Begin Passage given

To avoid a taxable benefit, make the reimbursement within the statutory time limits.

Cash and finance costs

Individual landlords of residential properties are subject to restrictions on how much interest and finance costs they can deduct from rental income.

In 2019/20 individual landlords are permitted to deduct just 25% of their interest and finance charges for tax purposes. From 6 April 2020 all such finance costs will be disallowed. In place of the blocked interest the landlord receives a 20% tax credit to set against his Income Tax bill. This restriction of interest deductions doesn’t apply to corporate landlords.

Where the property business is supported by borrowing, the increased taxable income can push the landlord’s total income into higher tax bands, leading to the loss of allowances or the clawback of Child Benefit.

The example below compares an English landlord’s tax position in 2019/20 (when he deducts 25% of the £32,000 interest paid) with his position in 2020/21, when all his interest is blocked. The amounts of Personal Allowance (£12,500) and Basic Rate Band (£37,500) are estimated for the later year. The figures will be different for Scottish taxpayers, who pay tax on property income at slightly different rates.


2019/20 2020/21
Salary £35,000 £35,000
Rents less running costs 34,000 34,000
Interest deduction (8,000) nil
Total net income 61,000 69,000
Personal Allowance (12,500) (12,500)
Taxable income 48,500 56,500
 
Tax charged at 20% 7,500 7,500
Tax charged at 40% 4,400 7,600
Tax credit on disallowed interest at 20% (4,800) (6,400)
Total tax payable 7,100 8,700

If your residential property business is supported by large borrowings, you need to urgently consider whether to restructure that business to avoid significantly higher tax bills. Your choices may include:

  • selling one or more residential properties to reduce your borrowings
  • selling all residential property and reinvesting in commercial buildings (the interest restrictions don’t apply)
  • letting homes as Furnished Holiday Lettings (which are not affected, but require detailed conditions to be met)
  • transferring the properties into a company

The last option is not easy as the lender will have to agree to transfer your property loans to the company. The transfer of properties is likely to incur land tax charges for the company, and may well generate a taxable Capital Gain in your hands.

Since April 2017 individual landlords with turnover of no more than £150,000 should use the ‘cash basis’ to draw up their accounts. This has the effect of taxing income in the year it is received and expenses in the year they are paid. It may benefit you if your tenants tend to pay late. You can opt out of the cash basis if you wish.

We can help you model the financial future for your residential property lettings.

Action Point!
Review your borrowings to ensure a sustainable future for your lettings business.

CAPITAL TAXES

Planning gains

Everyone has an annual exemption for Capital Gains Tax (CGT) of £12,000 for 2019/20. This is wasted if you don’t make Capital Gains in the tax year. You can’t carry forward any unused exemption to a different tax year or transfer the exemption to another person.

If you are planning to dispose of assets which will create Capital Gains, you can save tax if the disposals are spread over several tax years. This is easy to do if your assets can be split into separate chunks, like shares. Each sale can then be calculated to produce a gain of less than £12,000.

If the asset must be sold in one go, you could reinvest part or all of the gain in Enterprise Investment Scheme (EIS) shares, but you must be prepared to take a risk. This will defer the gain until the EIS shares are sold. You can sell sufficient EIS shares in later years, so the gain is covered by your annual exemptions.

End Passage given
Begin Records shown

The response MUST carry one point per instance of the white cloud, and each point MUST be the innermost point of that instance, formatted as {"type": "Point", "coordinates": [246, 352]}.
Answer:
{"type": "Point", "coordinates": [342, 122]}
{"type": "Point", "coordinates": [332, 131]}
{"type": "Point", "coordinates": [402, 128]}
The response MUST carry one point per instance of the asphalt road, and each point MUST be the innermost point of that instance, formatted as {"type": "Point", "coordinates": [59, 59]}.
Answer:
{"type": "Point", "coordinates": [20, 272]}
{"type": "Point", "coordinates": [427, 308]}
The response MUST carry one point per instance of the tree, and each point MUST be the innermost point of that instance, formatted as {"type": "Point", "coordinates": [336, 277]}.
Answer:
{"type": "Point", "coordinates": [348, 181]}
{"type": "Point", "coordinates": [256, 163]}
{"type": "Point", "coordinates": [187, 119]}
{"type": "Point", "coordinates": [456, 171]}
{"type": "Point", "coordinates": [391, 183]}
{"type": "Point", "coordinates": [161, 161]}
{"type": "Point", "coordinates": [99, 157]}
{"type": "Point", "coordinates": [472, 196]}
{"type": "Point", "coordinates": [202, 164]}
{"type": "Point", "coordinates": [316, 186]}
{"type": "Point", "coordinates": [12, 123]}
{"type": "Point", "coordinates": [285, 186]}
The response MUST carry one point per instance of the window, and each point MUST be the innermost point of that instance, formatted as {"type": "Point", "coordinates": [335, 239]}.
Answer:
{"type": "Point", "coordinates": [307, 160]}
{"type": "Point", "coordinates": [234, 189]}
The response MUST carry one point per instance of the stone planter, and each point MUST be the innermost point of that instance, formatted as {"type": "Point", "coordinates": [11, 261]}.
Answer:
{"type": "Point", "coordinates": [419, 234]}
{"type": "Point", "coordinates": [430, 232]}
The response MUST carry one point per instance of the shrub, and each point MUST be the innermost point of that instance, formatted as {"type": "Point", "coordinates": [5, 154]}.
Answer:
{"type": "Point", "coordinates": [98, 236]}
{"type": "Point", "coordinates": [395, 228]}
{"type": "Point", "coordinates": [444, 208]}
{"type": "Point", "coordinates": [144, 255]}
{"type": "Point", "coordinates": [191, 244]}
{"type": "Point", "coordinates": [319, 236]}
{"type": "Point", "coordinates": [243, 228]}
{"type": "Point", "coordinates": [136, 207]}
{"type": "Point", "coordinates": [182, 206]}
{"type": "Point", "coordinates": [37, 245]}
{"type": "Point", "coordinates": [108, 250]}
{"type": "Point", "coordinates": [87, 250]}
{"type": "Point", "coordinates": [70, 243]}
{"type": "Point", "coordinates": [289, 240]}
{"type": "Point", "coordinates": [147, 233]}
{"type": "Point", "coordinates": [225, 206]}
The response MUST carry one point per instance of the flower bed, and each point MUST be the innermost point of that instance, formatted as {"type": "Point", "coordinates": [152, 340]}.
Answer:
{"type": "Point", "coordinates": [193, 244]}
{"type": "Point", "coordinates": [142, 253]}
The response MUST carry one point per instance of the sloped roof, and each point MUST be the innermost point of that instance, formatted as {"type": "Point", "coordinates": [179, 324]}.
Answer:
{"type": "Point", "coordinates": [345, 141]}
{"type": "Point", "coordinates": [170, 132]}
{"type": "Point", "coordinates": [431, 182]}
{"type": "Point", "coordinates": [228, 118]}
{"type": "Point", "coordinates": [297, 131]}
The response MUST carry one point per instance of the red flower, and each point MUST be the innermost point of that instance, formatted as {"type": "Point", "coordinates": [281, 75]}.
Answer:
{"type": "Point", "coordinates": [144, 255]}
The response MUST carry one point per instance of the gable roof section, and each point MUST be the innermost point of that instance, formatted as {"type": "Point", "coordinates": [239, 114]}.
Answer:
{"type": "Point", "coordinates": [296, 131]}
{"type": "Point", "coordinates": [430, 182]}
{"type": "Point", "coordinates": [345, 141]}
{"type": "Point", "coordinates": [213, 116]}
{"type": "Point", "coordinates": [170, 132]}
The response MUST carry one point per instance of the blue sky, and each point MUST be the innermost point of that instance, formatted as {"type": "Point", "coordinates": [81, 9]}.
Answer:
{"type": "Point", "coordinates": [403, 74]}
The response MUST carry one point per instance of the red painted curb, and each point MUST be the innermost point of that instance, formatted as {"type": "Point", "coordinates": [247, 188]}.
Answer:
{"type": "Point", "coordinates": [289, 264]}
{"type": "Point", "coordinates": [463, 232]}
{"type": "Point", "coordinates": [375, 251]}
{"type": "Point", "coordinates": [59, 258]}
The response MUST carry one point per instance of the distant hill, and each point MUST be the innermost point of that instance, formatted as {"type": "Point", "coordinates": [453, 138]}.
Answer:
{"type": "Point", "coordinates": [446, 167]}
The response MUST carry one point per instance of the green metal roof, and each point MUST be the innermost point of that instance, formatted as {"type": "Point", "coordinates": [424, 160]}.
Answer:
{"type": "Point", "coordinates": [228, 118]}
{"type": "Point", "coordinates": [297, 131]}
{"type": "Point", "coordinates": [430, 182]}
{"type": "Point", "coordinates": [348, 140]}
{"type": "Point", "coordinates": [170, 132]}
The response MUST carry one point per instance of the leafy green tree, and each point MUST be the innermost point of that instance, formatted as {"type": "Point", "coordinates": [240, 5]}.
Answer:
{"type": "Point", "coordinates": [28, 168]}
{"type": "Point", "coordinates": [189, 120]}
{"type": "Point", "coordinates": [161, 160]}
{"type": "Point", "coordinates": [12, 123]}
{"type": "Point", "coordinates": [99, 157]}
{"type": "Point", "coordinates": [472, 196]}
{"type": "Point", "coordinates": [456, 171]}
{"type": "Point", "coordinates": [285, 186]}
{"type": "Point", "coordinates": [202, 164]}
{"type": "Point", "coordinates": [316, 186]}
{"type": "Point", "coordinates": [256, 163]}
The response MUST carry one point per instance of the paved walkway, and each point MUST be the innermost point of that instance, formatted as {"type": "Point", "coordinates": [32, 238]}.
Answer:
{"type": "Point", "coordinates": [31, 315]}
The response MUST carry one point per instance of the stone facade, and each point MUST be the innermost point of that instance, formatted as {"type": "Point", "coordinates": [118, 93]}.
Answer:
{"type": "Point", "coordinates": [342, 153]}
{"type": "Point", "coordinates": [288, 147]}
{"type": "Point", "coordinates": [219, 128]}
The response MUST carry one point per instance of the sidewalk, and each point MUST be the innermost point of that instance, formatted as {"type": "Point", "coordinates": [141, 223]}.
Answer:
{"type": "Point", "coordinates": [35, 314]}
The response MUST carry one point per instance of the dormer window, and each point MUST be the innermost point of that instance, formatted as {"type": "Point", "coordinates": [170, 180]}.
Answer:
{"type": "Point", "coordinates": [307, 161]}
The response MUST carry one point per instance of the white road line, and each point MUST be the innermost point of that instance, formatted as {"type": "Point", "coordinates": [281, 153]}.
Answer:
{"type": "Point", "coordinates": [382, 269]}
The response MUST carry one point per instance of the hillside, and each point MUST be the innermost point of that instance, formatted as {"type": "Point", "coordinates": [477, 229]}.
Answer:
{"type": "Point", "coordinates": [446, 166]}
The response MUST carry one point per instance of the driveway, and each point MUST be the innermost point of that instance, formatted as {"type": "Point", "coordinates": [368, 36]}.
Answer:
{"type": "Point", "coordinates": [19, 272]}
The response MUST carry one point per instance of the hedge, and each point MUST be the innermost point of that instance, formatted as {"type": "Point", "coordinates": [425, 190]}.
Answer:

End Records shown

» Requirement 1
Write out the stretch of the tax guidance passage from "If your residential" through "in your hands.".
» Requirement 2
Continue the tax guidance passage from where it stops.

» Reply 1
If your residential property business is supported by large borrowings, you need to urgently consider whether to restructure that business to avoid significantly higher tax bills. Your choices may include:

  • selling one or more residential properties to reduce your borrowings
  • selling all residential property and reinvesting in commercial buildings (the interest restrictions don’t apply)
  • letting homes as Furnished Holiday Lettings (which are not affected, but require detailed conditions to be met)
  • transferring the properties into a company

The last option is not easy as the lender will have to agree to transfer your property loans to the company. The transfer of properties is likely to incur land tax charges for the company, and may well generate a taxable Capital Gain in your hands.

» Reply 2
When you give a valuable asset to a relative, the disposal is treated like an open market sale, and the deemed gain is taxable. However, gifts to your spouse or civil partner don’t create immediate taxable gains, as the recipient takes over the transferor’s CGT cost. You can use this transfer between spouses to share the ownership of a property, and hence the gain, and thus use two annual exemptions in one tax year.

Legal advice should always be taken when giving away land or buildings, or a share in such property. Stamp duty land tax (or similar taxes in Scotland or Wales) may be payable if the property is mortgaged.

Action Point!
Are you taking full advantage of the CGT exemption?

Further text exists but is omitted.